SHORT EXERCISE 1:
In the mailing-list excerpt below, what does Linus Torvalds suggest removing in the do_wp_page() path?
SHORT EXERCISE 2:
Continue the mailing-list excerpt below from its last line.
* START EXCERPTED PASSAGE *
On Thu, Jul 01, 2021 at 11:29:50AM -0700, Linus Torvalds wrote:
> On Wed, Jun 30, 2021 at 6:27 PM Peter Xu <peterx@xxxxxxxxxx> wrote:
> >
> > On Wed, Jun 30, 2021 at 11:03:25AM -0700, Linus Torvalds wrote:
> > >
> > > What about that page_count() test, for example: it has a comment, it
> > > looks obvious, but it's very different from what do_wp_page() does. So
> > > what happens if we have a page-out at the same time that turns that
> > > page into a swap cache page, and increments the page count? What about
> > > that race? Do we end up with a writable page that is shared with a
> > > swap cache entry? Is that ok? Why isn't it ok in the page fault case?
> >
> > That looks fine to me: when the race happens we must have checked page_count==1
> > first and granted the write bit, then add_to_swap_cache() happens after the
> > page_count==1 check (as it takes another refcount, so >2 otherwise).  Then it
> > also means unmap mappings should happen even after that point.  If my above
> > understanding is correct, our newly installed pte will be zapped safely soon,
> > but of course after we release the pgtable lock in change_pte_range().
> 
> So if this is fine, then maybe we should just remove the page lock in
> the do_wp_page() path (and remove the PageKSM check while at it)?
* END EXCERPTED PASSAGE *
* START DATA SEGMENT *
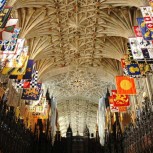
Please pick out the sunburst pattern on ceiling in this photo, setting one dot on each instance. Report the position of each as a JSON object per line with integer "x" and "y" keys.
* END DATA SEGMENT *
EXPECTED OUTPUT 1:
The page lock, and the PageKSM check along with it.

EXPECTED OUTPUT 2:
I could be wrong, but I thought the page lock in do_wp_page() is more for the
PageKsm() race (e.g., to make sure we don't grant write to a page that is
becoming a ksm page in parallel).

> 
> If it's not required by mprotect() to say "I can make the page
> writable directly", then it really shouldn't be required by the page
> fault path either.
> 
> Which I'd love to do, and was really itching to do (it's a nasty
> lock), but I worried about it..
> 
> I'd hate to have mprotect do one thing, and page faulting do another
> thing, and not have some logic to why they have to be different.

Agreed; perhaps no need to be identical - I think the mprotect path can be even
stricter than the fault page, as it's a fast-path only. It should never apply
the write bit when the page fault path won't.  So I think the original patch
does need a justification on why it didn't handle ksm page while do_wp_page
handled it.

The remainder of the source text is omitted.